* _Excerpt to read_:
Hans came home, and was a huge help.  He helped me bandage Tommy, and he helped me assess Merlin...who was still really cranky and who initially had to be muzzled (by the time we got to cleaning him, though, he was appreciative).  I hadn't seen anything bad on Merlin at first, but upon closer inspection I realized what Tommy had done.  Tommy had savaged Merlin's ear.  If the bite had been a few centimeters over, I would have taken Merlin in for stitches, but as it was all I could do was clean it up and let it heal.  Now, I'm keeping it clean and applying disinfectant just to be on the safe side.

So, all that made me fall far behind for the day.  My appointments ran late, and I was an hour late for dinner with friends.  Stressed is not the word to describe what I was going through.

Today
Of course, today was Bark in the Park, so my stress carried over to today.  I felt unprepared and disorganized.  Hans, being the great husband that he is, had helped to gather everything together so I wouldn't have to worry about that.  As fantastic as that was, though, it left me feeling like I didn't have a clue.

* _Supplied entries_:
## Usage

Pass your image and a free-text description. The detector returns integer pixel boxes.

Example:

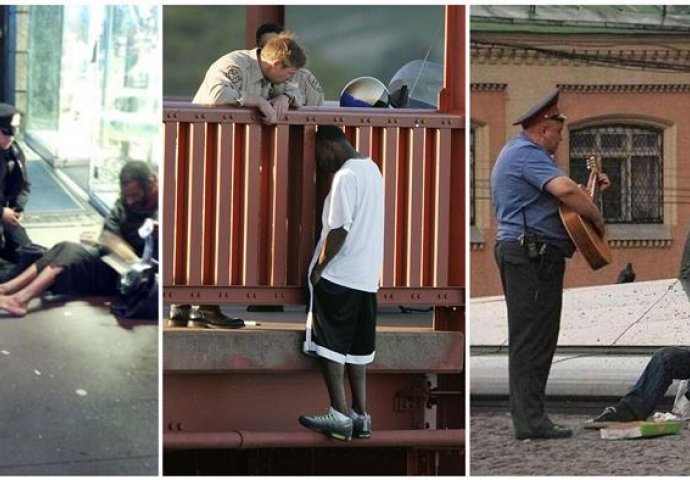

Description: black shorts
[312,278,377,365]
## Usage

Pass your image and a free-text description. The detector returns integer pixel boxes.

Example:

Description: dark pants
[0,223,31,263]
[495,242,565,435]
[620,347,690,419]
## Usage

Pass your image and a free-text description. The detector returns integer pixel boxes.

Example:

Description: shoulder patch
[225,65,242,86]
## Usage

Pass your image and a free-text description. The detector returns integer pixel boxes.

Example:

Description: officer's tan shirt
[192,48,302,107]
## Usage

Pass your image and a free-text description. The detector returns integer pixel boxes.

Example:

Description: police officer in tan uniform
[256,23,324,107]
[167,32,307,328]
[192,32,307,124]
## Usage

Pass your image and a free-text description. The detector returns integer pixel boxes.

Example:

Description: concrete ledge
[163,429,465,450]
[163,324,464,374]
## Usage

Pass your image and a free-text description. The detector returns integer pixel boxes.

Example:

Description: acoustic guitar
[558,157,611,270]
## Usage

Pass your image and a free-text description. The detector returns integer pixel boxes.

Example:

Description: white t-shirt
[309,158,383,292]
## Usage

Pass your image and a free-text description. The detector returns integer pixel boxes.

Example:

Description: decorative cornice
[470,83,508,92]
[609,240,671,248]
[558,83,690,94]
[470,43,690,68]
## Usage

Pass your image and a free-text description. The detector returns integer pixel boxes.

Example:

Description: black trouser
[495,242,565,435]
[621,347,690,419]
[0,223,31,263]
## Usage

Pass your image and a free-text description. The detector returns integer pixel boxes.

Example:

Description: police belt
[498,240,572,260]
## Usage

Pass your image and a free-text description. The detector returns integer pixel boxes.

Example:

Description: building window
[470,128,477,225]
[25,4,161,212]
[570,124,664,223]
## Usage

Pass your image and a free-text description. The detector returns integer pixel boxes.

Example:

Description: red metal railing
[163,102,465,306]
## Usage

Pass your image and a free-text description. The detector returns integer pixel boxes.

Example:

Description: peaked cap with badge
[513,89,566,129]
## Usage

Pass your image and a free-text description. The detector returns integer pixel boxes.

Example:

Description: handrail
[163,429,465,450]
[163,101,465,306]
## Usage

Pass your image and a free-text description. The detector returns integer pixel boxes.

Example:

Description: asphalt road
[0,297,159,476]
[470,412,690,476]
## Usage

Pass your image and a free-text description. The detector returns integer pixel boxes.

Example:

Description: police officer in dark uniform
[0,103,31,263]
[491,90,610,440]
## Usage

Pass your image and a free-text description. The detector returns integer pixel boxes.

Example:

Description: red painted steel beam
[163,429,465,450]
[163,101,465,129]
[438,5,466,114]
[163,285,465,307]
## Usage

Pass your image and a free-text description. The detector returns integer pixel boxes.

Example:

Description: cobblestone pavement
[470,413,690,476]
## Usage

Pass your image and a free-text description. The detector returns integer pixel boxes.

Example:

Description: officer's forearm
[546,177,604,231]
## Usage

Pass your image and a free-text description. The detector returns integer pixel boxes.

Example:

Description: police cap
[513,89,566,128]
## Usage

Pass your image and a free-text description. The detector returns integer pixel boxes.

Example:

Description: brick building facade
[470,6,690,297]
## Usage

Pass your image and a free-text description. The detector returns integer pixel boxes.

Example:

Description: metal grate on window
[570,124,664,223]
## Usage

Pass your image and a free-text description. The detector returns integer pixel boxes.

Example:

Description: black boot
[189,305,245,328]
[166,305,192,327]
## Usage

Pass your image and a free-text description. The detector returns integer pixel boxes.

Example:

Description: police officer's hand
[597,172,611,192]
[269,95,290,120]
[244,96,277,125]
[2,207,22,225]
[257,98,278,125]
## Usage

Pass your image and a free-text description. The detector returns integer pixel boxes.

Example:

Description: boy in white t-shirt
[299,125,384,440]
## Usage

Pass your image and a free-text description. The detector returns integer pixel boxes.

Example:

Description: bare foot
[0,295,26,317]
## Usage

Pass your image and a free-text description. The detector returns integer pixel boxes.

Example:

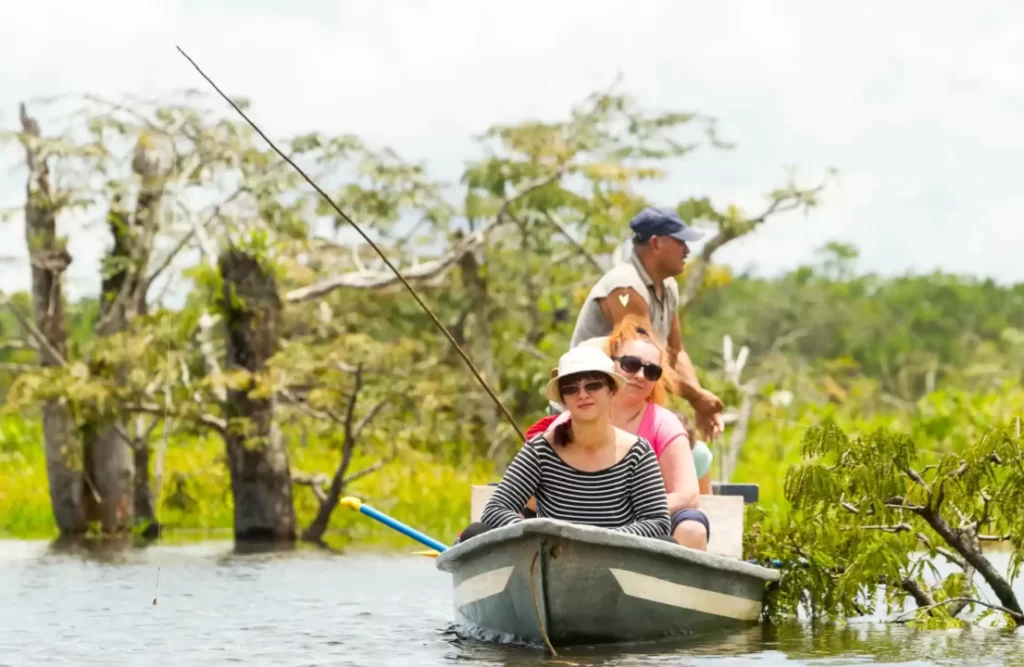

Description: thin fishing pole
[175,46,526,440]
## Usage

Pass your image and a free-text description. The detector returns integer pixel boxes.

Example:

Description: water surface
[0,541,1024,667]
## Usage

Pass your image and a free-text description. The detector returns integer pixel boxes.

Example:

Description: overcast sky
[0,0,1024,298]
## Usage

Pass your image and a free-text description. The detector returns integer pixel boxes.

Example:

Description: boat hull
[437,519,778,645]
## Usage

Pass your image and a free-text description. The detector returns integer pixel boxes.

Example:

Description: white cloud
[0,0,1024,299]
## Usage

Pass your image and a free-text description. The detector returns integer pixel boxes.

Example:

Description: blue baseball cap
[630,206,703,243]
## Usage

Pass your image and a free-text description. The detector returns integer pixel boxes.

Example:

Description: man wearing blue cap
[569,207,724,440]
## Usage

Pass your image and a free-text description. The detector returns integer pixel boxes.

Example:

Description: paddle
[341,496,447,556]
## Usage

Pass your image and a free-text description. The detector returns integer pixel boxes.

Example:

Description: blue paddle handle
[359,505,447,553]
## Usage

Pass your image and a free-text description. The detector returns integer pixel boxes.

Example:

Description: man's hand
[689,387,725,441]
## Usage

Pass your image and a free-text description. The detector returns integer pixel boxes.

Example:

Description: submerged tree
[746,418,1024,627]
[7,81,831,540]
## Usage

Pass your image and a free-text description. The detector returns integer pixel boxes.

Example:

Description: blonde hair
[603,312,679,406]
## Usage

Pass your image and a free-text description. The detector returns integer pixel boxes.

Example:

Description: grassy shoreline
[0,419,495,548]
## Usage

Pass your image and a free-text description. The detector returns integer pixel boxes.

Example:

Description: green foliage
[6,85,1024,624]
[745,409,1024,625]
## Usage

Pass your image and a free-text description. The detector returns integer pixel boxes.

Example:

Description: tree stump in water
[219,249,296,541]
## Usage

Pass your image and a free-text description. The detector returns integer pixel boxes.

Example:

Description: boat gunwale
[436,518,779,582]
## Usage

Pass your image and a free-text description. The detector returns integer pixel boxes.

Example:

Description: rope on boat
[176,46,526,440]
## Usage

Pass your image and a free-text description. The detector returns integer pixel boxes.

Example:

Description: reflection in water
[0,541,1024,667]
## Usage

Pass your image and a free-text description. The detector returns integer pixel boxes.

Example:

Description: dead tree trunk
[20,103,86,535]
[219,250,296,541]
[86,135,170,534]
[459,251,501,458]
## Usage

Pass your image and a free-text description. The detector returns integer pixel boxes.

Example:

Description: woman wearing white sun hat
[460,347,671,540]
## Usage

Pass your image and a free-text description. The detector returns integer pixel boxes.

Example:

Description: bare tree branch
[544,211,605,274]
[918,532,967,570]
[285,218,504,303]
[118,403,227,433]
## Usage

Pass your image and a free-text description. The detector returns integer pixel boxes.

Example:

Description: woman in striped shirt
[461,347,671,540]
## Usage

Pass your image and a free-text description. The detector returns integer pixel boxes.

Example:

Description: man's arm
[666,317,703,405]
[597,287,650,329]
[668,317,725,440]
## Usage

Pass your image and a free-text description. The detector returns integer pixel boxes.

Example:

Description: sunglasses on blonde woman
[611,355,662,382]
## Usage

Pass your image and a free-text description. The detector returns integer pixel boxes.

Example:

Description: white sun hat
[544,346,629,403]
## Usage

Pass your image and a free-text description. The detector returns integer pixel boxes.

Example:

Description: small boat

* * *

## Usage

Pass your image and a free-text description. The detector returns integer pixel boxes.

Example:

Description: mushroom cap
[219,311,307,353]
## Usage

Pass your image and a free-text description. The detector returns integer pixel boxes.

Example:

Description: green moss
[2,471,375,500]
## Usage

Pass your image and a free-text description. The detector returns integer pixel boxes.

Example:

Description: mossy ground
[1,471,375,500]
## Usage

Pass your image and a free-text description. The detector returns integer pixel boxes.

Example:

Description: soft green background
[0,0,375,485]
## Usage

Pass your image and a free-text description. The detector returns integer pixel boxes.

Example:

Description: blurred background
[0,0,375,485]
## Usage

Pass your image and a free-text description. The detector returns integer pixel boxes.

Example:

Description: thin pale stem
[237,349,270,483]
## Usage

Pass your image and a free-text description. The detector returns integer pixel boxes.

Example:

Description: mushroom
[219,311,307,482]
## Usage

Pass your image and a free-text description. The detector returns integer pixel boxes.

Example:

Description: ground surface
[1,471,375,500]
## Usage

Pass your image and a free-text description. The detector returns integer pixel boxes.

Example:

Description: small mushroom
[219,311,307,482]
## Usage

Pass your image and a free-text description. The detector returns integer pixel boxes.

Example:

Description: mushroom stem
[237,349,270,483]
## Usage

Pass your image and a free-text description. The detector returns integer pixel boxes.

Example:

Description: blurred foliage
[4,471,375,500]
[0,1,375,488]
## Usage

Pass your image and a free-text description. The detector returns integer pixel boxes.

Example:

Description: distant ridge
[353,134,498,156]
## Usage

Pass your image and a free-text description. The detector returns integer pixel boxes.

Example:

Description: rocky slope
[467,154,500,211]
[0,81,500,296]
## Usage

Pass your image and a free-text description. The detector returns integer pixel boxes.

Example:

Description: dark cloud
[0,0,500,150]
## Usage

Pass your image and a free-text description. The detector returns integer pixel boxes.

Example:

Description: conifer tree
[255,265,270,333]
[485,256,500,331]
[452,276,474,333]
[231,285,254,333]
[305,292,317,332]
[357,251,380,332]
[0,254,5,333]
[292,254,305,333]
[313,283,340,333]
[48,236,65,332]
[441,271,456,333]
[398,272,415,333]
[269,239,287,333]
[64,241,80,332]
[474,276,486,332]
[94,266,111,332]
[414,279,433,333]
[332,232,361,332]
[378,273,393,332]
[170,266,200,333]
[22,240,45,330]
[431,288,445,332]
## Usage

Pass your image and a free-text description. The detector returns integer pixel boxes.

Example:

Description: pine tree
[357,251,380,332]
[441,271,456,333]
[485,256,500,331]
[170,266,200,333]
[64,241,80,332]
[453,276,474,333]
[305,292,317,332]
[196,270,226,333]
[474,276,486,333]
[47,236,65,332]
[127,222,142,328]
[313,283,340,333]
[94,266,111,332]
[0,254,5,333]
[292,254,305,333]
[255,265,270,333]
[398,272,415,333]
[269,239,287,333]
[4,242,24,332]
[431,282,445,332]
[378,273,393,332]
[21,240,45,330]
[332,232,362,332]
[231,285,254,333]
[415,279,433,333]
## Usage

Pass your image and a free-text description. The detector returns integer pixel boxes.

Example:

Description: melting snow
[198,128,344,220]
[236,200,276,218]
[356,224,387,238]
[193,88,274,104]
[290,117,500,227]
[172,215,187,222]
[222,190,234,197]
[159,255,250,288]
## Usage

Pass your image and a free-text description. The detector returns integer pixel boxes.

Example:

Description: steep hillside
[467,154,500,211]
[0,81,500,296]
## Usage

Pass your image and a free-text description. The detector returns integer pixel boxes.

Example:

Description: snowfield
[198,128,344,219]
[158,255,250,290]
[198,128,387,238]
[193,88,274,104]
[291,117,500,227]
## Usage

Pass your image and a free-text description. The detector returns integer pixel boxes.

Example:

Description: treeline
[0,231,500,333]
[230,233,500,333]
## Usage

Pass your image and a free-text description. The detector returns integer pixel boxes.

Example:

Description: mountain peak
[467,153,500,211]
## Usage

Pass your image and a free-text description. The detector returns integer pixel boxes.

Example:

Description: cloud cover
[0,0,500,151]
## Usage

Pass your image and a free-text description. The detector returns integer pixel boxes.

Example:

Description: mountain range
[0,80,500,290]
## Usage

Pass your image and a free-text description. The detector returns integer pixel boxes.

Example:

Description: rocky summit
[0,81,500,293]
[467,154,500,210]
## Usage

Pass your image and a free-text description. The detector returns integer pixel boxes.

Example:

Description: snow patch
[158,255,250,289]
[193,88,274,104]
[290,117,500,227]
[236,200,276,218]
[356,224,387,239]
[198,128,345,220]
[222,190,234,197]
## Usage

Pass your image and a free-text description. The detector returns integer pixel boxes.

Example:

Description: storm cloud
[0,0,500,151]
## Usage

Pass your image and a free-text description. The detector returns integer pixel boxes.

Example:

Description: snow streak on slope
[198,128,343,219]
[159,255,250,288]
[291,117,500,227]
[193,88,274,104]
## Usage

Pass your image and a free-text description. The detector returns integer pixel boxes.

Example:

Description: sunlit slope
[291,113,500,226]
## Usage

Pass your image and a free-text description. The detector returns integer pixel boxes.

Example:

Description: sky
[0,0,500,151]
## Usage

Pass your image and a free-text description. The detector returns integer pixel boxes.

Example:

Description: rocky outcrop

* _Exercise instructions_:
1. In the excerpt about Tommy and Merlin, translate this sentence into Spanish: "Tommy had savaged Merlin's ear."
2. According to the excerpt about Tommy and Merlin, how late was the writer for dinner with friends?

* _Responses in order_:
1. Tommy le había destrozado la oreja a Merlin.

2. An hour late.